_Document passage_
Shortly afterwards, he commented on the concept of need and what has to be proved.
“The language used by Parliament suggests that, as before, the focus of s58(2) is upon the demand for liquor and the availability of liquor, whereas the focus of s58(1) is on the needs generally of the public in the locality, although of course those needs are to be considered in relation to the facilities that might be provided by a hotel licence. That broader focus in relation to a hotel licence is apt to enable more emphasis to be given to the wishes and preferences of the public in relation to matters of style of premises, the availability of choice and of a variety of outlets, matters of preference, matters of convenience and so on. The language used in relation to a retail liquor merchant’s licence focuses attention more closely on the demand for and availability of liquor. Matters of the type just adverted to by me are not wholly irrelevant in that context. However, they are to be given less weight because the court is concerned with the demand for liquor and its availability, and not with the wider concept of the needs of the public.
“However, in deciding whether the existing premises adequately cater for the public demand, the court has to apply some standard. None is indicated by the legislation. I consider that Parliament must have had in mind that the court would consider contemporary standards, using the knowledge and experience that the Licensing Court gains through its work as a specialist court dealing with the liquor industry. By this I mean that the Licensing Court is to apply contemporary standards in deciding what distances one could reasonably expect customers to travel to obtain liquor, in deciding how much time one could reasonably expect them to spend getting to a liquor outlet, in deciding the amount of inconvenience that one could expect them to accept if, as will often be the case, a liquor outlet is not available at the place where they prefer to do most of their shopping, and in deciding the range of liquor and level of service that it is reasonable for them to expect. The court is required to determine not just what the public in the relevant locality want. If, whatever the public may want, there are existing premises that are scapable of catering for the public demand for liquor, the court must decide, by reference to contemporary standards, whether, if the public are to satisfy their demand at those premises, it can be said that their demand is adequately catered for.”

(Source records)
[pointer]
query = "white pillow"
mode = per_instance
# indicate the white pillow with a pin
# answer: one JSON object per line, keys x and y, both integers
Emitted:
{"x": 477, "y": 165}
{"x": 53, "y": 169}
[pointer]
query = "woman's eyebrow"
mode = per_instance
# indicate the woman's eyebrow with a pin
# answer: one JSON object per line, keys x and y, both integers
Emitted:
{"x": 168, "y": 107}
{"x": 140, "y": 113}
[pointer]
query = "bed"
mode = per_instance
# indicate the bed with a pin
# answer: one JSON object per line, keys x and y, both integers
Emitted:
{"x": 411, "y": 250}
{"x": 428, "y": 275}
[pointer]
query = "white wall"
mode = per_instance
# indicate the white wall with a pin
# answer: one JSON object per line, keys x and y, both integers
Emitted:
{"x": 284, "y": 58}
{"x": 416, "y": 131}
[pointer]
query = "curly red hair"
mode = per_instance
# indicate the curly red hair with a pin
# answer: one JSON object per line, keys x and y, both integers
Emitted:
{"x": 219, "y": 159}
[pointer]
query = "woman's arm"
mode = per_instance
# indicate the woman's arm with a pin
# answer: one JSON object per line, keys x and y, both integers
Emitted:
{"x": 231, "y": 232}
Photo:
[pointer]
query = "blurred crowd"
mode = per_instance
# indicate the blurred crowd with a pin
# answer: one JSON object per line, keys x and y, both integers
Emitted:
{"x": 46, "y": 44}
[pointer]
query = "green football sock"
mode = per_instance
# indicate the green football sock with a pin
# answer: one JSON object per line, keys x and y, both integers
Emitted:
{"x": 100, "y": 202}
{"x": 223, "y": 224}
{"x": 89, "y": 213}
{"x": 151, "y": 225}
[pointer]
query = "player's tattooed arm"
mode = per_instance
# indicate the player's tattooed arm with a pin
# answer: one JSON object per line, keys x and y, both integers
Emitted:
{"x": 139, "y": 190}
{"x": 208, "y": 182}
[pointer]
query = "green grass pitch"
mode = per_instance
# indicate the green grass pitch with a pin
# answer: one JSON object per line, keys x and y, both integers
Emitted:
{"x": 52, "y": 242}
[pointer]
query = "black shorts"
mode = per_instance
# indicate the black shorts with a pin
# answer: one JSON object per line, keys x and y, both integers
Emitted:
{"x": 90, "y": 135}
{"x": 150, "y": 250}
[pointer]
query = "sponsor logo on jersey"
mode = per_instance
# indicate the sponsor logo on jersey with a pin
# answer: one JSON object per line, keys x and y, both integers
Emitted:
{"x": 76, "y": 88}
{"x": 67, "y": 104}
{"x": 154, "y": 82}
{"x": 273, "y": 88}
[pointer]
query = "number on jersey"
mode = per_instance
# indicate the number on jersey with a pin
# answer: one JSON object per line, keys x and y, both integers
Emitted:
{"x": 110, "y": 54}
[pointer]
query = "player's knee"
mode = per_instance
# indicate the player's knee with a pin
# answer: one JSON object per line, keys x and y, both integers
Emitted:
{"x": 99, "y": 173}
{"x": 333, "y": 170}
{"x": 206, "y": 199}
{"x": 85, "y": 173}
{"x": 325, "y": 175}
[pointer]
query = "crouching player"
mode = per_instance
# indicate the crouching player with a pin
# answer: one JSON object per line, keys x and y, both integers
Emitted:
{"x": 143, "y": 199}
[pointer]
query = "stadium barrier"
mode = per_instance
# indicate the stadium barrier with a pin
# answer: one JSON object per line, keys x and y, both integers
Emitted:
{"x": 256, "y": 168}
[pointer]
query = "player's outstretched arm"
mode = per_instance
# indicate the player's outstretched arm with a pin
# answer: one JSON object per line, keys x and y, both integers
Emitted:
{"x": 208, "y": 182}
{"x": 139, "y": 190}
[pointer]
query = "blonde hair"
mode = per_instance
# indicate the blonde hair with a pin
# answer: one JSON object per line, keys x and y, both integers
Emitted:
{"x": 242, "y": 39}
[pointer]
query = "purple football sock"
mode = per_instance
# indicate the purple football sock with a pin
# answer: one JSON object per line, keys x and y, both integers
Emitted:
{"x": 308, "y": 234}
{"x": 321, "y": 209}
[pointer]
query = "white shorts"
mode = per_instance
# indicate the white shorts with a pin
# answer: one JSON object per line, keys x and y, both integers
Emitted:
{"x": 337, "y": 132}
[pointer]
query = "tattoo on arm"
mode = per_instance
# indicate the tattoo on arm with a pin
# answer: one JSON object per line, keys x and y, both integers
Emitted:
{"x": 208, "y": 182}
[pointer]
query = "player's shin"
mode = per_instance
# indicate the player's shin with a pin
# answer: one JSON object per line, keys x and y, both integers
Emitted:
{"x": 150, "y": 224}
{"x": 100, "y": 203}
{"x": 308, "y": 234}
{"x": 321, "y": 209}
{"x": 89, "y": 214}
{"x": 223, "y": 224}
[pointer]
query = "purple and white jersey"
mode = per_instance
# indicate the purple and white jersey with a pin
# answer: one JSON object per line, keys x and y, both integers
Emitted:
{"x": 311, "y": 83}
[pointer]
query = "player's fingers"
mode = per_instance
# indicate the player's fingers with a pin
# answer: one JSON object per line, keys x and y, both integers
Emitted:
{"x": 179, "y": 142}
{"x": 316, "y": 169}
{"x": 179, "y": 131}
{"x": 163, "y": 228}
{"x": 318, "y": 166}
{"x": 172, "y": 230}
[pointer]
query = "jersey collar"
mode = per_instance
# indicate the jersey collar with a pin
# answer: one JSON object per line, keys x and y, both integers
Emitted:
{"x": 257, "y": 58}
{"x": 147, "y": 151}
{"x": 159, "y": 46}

_Instructions to follow_
Quote the entire passage on liquor licensing, word for word. This material stands apart from the passage on liquor licensing.

_Expected output_
Shortly afterwards, he commented on the concept of need and what has to be proved.
“The language used by Parliament suggests that, as before, the focus of s58(2) is upon the demand for liquor and the availability of liquor, whereas the focus of s58(1) is on the needs generally of the public in the locality, although of course those needs are to be considered in relation to the facilities that might be provided by a hotel licence. That broader focus in relation to a hotel licence is apt to enable more emphasis to be given to the wishes and preferences of the public in relation to matters of style of premises, the availability of choice and of a variety of outlets, matters of preference, matters of convenience and so on. The language used in relation to a retail liquor merchant’s licence focuses attention more closely on the demand for and availability of liquor. Matters of the type just adverted to by me are not wholly irrelevant in that context. However, they are to be given less weight because the court is concerned with the demand for liquor and its availability, and not with the wider concept of the needs of the public.
“However, in deciding whether the existing premises adequately cater for the public demand, the court has to apply some standard. None is indicated by the legislation. I consider that Parliament must have had in mind that the court would consider contemporary standards, using the knowledge and experience that the Licensing Court gains through its work as a specialist court dealing with the liquor industry. By this I mean that the Licensing Court is to apply contemporary standards in deciding what distances one could reasonably expect customers to travel to obtain liquor, in deciding how much time one could reasonably expect them to spend getting to a liquor outlet, in deciding the amount of inconvenience that one could expect them to accept if, as will often be the case, a liquor outlet is not available at the place where they prefer to do most of their shopping, and in deciding the range of liquor and level of service that it is reasonable for them to expect. The court is required to determine not just what the public in the relevant locality want. If, whatever the public may want, there are existing premises that are scapable of catering for the public demand for liquor, the court must decide, by reference to contemporary standards, whether, if the public are to satisfy their demand at those premises, it can be said that their demand is adequately catered for.”